Activity 1: In the passage on reconnecting after social distancing, what two competing values does the author say people are caught between?
Activity 2: Write the next few paragraphs of the passage on reconnecting after social distancing, continuing from its last sentence.

Passage provided:
- Opening Delimiter -

The Re-Connection Challenge

Social Distancing ReConnection shutterstock_1664361598

One of the unintended consequences of the Stay Home Orders is to view other people as germ-carriers, contaminated, and threatening. I don’t want to overstate this, but you can feel the suspicion. Many now experience dis-ease with others because of this COVID-19 disease.

You can see it in the way people wearing masks look at others not wearing them. Having been trained in social distancing, many are going to be very uncomfortable with physical proximity and touch when (or for some, since) the Stay Home Orders have been lifted.

We’re caught in a classic case of competing values: self-protection versus other-connection.

We long for connection.

Many have now experienced the reality of working from home. They found both upsides and downsides to this. Technology allows flexibility, but it has limitations, especially in relationships.

- Closing Delimiter -

Data for review:

- Opening Delimiter -

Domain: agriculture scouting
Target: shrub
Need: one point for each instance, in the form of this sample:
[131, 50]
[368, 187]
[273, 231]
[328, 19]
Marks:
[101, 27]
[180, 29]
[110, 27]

- Closing Delimiter -

Exercise response 1: Self-protection versus other-connection.

Exercise response 2:
One of the first to popularize the dynamic challenge between technological progress and relationships was social forecaster, John Naisbitt in his bestseller MEGATRENDS: Ten New Directions Transforming Our Lives (1982). He used the phrase High Tech/High Touch. “We are moving in the dual direction of high tech/high touch, matching each new technology with a compensating human response.” Decades ago, he spoke about the mixed reactions workers had to working from home. “They like the freedom and conveniences [of working from home] but miss the interaction with co-workers. People want to be with people.”

 We are created for community.

Our longing for connection is rooted in creation. In the Genesis 1 account of creation, every day closed with the refrain, “And God saw it was good.” At the conclusion of the sixth day, “God saw it was very good!” The first “not-good” designation of an aspect of creation came in Genesis 2:18, “It is not good for man to be alone.” God proceeded to the creation of woman and the establishment of the human family. But the implications of not-being-alone go beyond family to the broader network of human connection.

We affirm each person’s value.

As I continue to reflect on Jesus’ resurrection, I realize that, in addition to being a validation of Jesus’ identity as God’s Son, it is a validation of human worth and human destiny. The incarnation, the resurrection, and the promised New Creation are ultimate testimonies to our value as human beings.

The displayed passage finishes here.